Recorded data Start Marker
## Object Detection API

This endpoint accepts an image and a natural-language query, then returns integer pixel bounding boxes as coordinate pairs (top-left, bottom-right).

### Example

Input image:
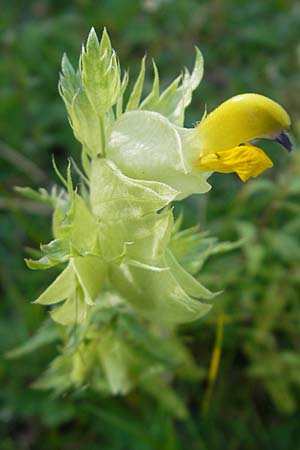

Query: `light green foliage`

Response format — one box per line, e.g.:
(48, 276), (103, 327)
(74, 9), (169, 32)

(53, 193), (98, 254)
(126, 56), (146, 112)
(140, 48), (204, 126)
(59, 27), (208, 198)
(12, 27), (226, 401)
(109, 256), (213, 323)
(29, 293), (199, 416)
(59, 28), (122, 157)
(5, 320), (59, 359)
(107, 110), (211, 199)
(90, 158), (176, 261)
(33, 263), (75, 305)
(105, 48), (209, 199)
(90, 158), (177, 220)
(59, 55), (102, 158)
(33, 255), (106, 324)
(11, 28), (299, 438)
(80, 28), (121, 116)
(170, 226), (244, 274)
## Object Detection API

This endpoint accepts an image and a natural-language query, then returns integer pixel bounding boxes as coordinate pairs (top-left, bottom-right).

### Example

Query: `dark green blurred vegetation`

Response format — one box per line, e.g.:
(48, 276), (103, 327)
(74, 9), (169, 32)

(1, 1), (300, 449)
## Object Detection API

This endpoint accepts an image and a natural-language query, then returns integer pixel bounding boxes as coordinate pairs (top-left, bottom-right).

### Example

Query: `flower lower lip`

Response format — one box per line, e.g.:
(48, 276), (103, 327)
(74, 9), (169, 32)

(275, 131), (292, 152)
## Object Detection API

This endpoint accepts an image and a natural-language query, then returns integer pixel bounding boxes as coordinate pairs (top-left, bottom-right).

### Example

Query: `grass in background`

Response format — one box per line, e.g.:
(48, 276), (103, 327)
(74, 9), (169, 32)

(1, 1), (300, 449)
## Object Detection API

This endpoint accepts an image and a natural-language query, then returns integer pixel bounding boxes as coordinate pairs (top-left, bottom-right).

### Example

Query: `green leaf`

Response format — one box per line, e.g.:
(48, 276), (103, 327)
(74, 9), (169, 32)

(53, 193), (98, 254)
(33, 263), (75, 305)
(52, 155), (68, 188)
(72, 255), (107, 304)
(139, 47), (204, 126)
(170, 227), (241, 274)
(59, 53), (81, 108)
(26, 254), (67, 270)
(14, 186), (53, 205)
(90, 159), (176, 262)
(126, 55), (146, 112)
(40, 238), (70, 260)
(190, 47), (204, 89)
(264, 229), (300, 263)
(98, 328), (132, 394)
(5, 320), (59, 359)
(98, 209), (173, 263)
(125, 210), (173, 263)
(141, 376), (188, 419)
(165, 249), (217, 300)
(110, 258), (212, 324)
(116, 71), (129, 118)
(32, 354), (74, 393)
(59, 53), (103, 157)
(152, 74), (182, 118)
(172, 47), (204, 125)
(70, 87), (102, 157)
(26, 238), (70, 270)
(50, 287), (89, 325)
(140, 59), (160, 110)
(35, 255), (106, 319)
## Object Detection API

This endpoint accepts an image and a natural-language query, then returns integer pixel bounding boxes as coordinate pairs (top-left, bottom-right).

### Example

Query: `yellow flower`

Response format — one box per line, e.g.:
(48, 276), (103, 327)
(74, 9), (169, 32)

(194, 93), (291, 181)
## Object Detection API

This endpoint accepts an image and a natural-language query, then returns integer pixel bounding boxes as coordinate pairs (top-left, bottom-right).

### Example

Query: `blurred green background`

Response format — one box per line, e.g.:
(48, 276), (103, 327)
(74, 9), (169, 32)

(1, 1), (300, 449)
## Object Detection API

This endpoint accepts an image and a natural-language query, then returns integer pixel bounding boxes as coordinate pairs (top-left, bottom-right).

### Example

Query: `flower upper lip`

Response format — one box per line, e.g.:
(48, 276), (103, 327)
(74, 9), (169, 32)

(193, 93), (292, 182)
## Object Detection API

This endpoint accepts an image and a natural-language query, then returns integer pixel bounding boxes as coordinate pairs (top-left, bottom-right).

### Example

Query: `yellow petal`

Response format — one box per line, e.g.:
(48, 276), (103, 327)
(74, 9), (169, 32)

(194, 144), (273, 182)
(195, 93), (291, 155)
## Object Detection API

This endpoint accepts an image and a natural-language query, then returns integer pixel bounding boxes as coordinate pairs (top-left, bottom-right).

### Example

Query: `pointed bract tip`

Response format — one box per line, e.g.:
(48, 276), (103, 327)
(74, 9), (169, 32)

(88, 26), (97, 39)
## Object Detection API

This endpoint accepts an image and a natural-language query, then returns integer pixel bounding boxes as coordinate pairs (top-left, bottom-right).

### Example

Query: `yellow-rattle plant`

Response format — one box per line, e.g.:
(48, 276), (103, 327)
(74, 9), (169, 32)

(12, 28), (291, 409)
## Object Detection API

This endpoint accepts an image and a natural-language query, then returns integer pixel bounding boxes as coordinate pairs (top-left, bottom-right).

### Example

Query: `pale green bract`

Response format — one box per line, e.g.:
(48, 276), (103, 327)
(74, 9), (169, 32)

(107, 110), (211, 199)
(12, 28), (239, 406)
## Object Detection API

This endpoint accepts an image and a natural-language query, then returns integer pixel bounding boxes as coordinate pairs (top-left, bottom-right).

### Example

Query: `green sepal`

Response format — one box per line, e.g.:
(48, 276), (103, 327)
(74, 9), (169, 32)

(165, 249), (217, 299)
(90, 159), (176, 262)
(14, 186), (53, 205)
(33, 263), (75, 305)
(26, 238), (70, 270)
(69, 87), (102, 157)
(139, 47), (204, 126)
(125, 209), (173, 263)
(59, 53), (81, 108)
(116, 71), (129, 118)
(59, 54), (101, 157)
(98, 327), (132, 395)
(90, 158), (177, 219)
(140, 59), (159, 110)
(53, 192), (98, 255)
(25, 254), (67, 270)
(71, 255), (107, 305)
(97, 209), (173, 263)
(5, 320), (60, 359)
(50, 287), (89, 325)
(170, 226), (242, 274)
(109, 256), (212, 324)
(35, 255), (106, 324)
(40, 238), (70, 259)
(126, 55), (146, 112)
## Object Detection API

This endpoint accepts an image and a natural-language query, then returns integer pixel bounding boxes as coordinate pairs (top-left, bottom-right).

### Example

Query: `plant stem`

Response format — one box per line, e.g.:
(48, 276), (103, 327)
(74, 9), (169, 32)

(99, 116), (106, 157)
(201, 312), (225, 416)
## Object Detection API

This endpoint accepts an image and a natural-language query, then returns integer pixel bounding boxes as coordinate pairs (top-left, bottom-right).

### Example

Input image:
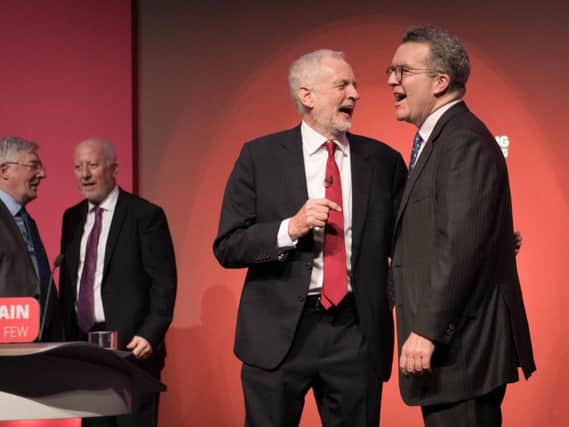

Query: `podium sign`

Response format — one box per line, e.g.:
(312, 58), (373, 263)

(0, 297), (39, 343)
Recorded data End Marker
Your assignment =
For each line in the entries that holds "green", return that line.

Answer box =
Query: `light green foliage`
Query: `dark green blurred vegetation`
Query: `green leaf`
Query: `blurred green background`
Query: `pale green bract`
Query: `green sepal`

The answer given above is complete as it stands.